• [Source material]:
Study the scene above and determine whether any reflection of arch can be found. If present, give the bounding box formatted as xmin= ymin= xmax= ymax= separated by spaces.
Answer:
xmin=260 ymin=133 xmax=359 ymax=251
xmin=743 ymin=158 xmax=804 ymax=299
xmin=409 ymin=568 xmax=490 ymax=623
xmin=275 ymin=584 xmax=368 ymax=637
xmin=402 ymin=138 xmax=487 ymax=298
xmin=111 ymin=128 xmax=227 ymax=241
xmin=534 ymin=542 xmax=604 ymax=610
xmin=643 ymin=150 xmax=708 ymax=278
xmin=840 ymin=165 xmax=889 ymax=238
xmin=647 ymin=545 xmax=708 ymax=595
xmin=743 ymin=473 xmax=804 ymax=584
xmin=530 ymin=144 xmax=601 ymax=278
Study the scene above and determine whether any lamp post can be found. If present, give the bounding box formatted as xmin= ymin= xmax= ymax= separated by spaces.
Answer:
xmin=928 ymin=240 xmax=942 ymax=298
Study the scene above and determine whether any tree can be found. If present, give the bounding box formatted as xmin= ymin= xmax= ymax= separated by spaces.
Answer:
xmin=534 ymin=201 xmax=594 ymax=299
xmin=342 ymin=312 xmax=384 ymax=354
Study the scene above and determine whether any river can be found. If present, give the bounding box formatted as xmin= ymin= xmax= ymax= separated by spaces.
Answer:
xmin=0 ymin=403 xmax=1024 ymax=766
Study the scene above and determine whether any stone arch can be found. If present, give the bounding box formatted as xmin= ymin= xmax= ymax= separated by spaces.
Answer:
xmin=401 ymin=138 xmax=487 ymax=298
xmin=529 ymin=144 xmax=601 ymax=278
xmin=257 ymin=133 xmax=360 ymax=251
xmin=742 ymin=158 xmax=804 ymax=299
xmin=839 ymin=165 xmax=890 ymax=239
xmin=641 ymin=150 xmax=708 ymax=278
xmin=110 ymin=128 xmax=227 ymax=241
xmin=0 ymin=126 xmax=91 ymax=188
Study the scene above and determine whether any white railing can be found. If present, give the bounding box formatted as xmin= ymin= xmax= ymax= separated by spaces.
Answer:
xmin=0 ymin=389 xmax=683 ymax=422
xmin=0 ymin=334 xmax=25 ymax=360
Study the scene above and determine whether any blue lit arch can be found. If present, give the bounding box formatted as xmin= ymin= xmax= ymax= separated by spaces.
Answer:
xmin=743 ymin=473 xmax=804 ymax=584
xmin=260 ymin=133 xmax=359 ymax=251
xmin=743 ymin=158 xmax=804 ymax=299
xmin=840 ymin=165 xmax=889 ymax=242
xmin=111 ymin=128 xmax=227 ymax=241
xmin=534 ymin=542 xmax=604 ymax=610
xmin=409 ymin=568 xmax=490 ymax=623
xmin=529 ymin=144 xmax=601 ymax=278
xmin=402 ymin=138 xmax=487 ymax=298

• [Given exercise]: Could you rewrite the data above, changing every "determine whether" to "check whether" and leaving everything else the same?

• [Correct response]:
Study the scene above and check whether any reflection of arch can be found. If present, give the bounding box formatted as xmin= ymin= xmax= ymax= separated by spaces.
Answer:
xmin=260 ymin=133 xmax=359 ymax=251
xmin=743 ymin=158 xmax=804 ymax=299
xmin=409 ymin=568 xmax=490 ymax=623
xmin=275 ymin=584 xmax=368 ymax=637
xmin=402 ymin=138 xmax=487 ymax=298
xmin=111 ymin=128 xmax=227 ymax=241
xmin=534 ymin=542 xmax=604 ymax=610
xmin=643 ymin=150 xmax=708 ymax=278
xmin=840 ymin=165 xmax=889 ymax=238
xmin=647 ymin=545 xmax=708 ymax=595
xmin=743 ymin=473 xmax=804 ymax=584
xmin=530 ymin=144 xmax=601 ymax=278
Study the scene above and check whether any lamp post can be found. If present, give the bounding box formatted as xmin= ymin= xmax= ymax= separated by spaces.
Answer:
xmin=928 ymin=240 xmax=942 ymax=298
Study the scene above and check whether any tree can be found. If present, give the bounding box formatted as xmin= ymin= xmax= ymax= separated by spaces.
Answer:
xmin=534 ymin=201 xmax=594 ymax=299
xmin=342 ymin=312 xmax=384 ymax=354
Study the scene above and check whether any river can be found. If present, give the bounding box formatted as xmin= ymin= xmax= ymax= separated by spaces.
Answer:
xmin=0 ymin=403 xmax=1024 ymax=766
Study the scene above and check whether any stone arch can be found. If present, give the bounding box formatted as xmin= ymin= xmax= ymax= separated by spaces.
Answer:
xmin=401 ymin=138 xmax=487 ymax=298
xmin=529 ymin=144 xmax=601 ymax=278
xmin=257 ymin=133 xmax=360 ymax=251
xmin=742 ymin=158 xmax=804 ymax=299
xmin=839 ymin=165 xmax=890 ymax=239
xmin=641 ymin=150 xmax=708 ymax=278
xmin=110 ymin=128 xmax=227 ymax=241
xmin=0 ymin=126 xmax=91 ymax=188
Study the scene above and check whether any white railing can be found. If present, give the bounding box formatted as xmin= ymin= xmax= ymax= separated by spaces.
Answer:
xmin=0 ymin=389 xmax=683 ymax=422
xmin=0 ymin=334 xmax=25 ymax=360
Study the scene above and check whether any blue lit arch can be found. If present, give the bounding box formatted as xmin= ymin= xmax= ymax= separated by spaces.
Answer:
xmin=743 ymin=473 xmax=804 ymax=584
xmin=260 ymin=133 xmax=359 ymax=251
xmin=743 ymin=158 xmax=804 ymax=299
xmin=840 ymin=165 xmax=889 ymax=242
xmin=111 ymin=128 xmax=227 ymax=241
xmin=534 ymin=542 xmax=604 ymax=610
xmin=409 ymin=568 xmax=490 ymax=623
xmin=529 ymin=144 xmax=601 ymax=278
xmin=402 ymin=138 xmax=487 ymax=298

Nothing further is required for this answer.